___ TEXTE

En noir et blanc sur la couverture, la photo de Jacques-Henri Lartigue donne le ton de l'ouvrage. Pablo Picasso y nourrit Jean Cocteau à la becquée, comme un bébé. Quand le lecteur arrive au bout de l'énorme pavé réunissant la correspondance entre le peintre et l'écrivain, il a bien l'impression que le premier a sciemment mis le second dans un perpétuel état d'infériorité. Il y a de la place que pour un génie, mais pas pour deux. Dans son admiration, l'auteur des «Parents terribles» ou de «La machine infernale» s'est laissé faire. Il a accepté cette position subalterne. Un détail ne trompe pas. Il existe trois fois plus de lettre de Cocteau à Picasso que de réponses de ce dernier. Même en admettant que les archives Cocteau soient moins complètes que celles de l'Espagnol, qui ne jetait jamais rien, il faut bien admettre cette inégalité foncière. En amitié comme en amour, les choses sont souvent comme ça...
Cela dit, et Pierre Caizergues et Ioannis Kontaxopoulos qui ont annoté cette édition n'en font pas mystère, Picasso se conduisait toujours ainsi. Charmeur et charmant avec de parfaits inconnus, il infligeait continuellement à ses proches des épreuves, que ce soit ses compagnes ou de vieux camarades. Il «mettait sur le gril» ceux qu'il aimait. Jaime Sabartès lui a ainsi servi des décennies durant de souffre-douleurs. Cocteau a tenu pour sa part bon pendant quarante-cinq ans de 1915 à 1963, l'année de sa mort. Avec des hauts suivi de bas, et même de silences avant que la relation se rabiboche après la guerre. Elle l'a été en partie grâce à l'influence de Françoise Gilot, puis de Jacqueline Picasso. Cette dernière, qui avait de l'affection pour Cocteau, a beaucoup travaillé à maintenir le lien fragile. C'est souvent elle qui prenait le téléphone ou la plume. Il ne faut pas oublier que la lettre n'a constitué entre Picasso et le poète qu'un moyen de communication secondaire. Il y aura eu les rencontres physiques et les paroles échangées à distance.

______
___ DONNÉES FOURNIES

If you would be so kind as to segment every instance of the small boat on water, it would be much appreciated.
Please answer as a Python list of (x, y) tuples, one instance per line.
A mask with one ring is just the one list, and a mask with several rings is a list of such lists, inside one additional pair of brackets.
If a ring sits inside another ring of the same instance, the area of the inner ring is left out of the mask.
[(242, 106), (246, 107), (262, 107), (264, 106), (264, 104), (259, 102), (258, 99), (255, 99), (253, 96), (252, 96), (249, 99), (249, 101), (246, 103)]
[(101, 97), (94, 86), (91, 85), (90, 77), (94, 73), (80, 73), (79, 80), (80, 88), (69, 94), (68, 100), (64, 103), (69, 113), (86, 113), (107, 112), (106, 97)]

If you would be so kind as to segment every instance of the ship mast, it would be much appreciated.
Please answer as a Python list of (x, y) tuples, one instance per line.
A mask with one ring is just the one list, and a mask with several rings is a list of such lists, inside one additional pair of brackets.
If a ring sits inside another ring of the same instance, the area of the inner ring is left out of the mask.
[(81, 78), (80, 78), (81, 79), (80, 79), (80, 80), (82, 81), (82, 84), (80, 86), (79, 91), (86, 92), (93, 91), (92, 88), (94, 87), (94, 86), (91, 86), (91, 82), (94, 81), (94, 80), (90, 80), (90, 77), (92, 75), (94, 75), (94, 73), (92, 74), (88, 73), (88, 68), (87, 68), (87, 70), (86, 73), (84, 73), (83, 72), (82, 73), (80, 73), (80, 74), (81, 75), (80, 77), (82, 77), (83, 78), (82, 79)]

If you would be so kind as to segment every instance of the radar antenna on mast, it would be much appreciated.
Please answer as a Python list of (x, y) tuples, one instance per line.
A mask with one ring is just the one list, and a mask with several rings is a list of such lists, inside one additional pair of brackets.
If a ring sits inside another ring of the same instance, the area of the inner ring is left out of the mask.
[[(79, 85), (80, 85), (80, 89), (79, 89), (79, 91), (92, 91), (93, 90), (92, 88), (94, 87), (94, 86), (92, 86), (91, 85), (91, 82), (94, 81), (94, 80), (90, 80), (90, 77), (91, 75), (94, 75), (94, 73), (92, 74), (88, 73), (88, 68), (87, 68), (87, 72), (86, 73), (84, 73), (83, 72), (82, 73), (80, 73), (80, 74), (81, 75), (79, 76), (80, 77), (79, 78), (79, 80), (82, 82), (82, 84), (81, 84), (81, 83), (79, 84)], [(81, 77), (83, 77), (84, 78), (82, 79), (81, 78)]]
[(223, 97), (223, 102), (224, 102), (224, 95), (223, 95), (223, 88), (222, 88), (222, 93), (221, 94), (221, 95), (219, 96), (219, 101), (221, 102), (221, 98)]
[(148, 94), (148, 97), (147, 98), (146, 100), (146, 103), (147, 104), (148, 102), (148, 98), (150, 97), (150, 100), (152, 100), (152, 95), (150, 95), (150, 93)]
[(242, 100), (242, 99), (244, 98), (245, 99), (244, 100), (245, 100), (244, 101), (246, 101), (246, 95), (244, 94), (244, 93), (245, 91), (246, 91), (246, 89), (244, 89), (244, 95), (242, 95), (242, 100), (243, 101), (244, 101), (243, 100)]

______

• [CONSIGNES]
1. Dans les entrées, recopiez à l'identique tout ce qui va de la ligne contenant «ship mast, it would be much appreciated.» jusqu'à la ligne contenant «78), (82, 79)]», ces deux lignes comprises.
2. Écrivez la suite du texte sur la correspondance entre Picasso et Cocteau, en reprenant juste après sa dernière phrase.

• [RÉPONSES]
1.
If you would be so kind as to segment every instance of the ship mast, it would be much appreciated.
Please answer as a Python list of (x, y) tuples, one instance per line.
A mask with one ring is just the one list, and a mask with several rings is a list of such lists, inside one additional pair of brackets.
If a ring sits inside another ring of the same instance, the area of the inner ring is left out of the mask.
[(81, 78), (80, 78), (81, 79), (80, 79), (80, 80), (82, 81), (82, 84), (80, 86), (79, 91), (86, 92), (93, 91), (92, 88), (94, 87), (94, 86), (91, 86), (91, 82), (94, 81), (94, 80), (90, 80), (90, 77), (92, 75), (94, 75), (94, 73), (92, 74), (88, 73), (88, 68), (87, 68), (87, 70), (86, 73), (84, 73), (83, 72), (82, 73), (80, 73), (80, 74), (81, 75), (80, 77), (82, 77), (83, 78), (82, 79)]

2.
L'imprésario et le génie
Cocteau a donc rencontré Picasso en 1915. Nous ignorons où et quand. Ils ont sans doute été présentés l'un à l'autre par le compositeur Edgar Varese. Bien que de huit ans le cadet du peintre, Cocteau lui apportait les clés permettant d'entrer dans la bonne société parisienne. Picasso incarnait pour lui les avant-gardes. Il savait les faire admettre en jouant du snobisme intellectuel. Cocteau trouvait des mots pour tout. Il s'agissait d'une sorte de d'impresario-prestidigitateur, qui va faire de l'Espagnol le décorateur des Ballets Russes, puis le peintre à succès dont le Tour-Paris se dispute des œuvres provisoirement assagies. C'est le haut d'une amitié se tassant vers 1926.
Vient ensuite une traversée du désert. Cocteau est l'ennemi des surréalistes. Il ne milite pas pour l'Espagne républicaine. Le poète reste très en vue sous l'Occupation, qui marque pour Picasso un moment de retraite, pour ne pas dire de replis. Les échanges des années de guerre se résument à quelques pages. L'aventure communiste commence alors pour le peintre. Cocteau se montre très critique avec une toile comme «Massacres en Corée» de 1951. Il parle de «nullité agressive», ce qui n'est pas tout à fait faux. Or Picasso pense avoir signé là son nouveau «Guernica»...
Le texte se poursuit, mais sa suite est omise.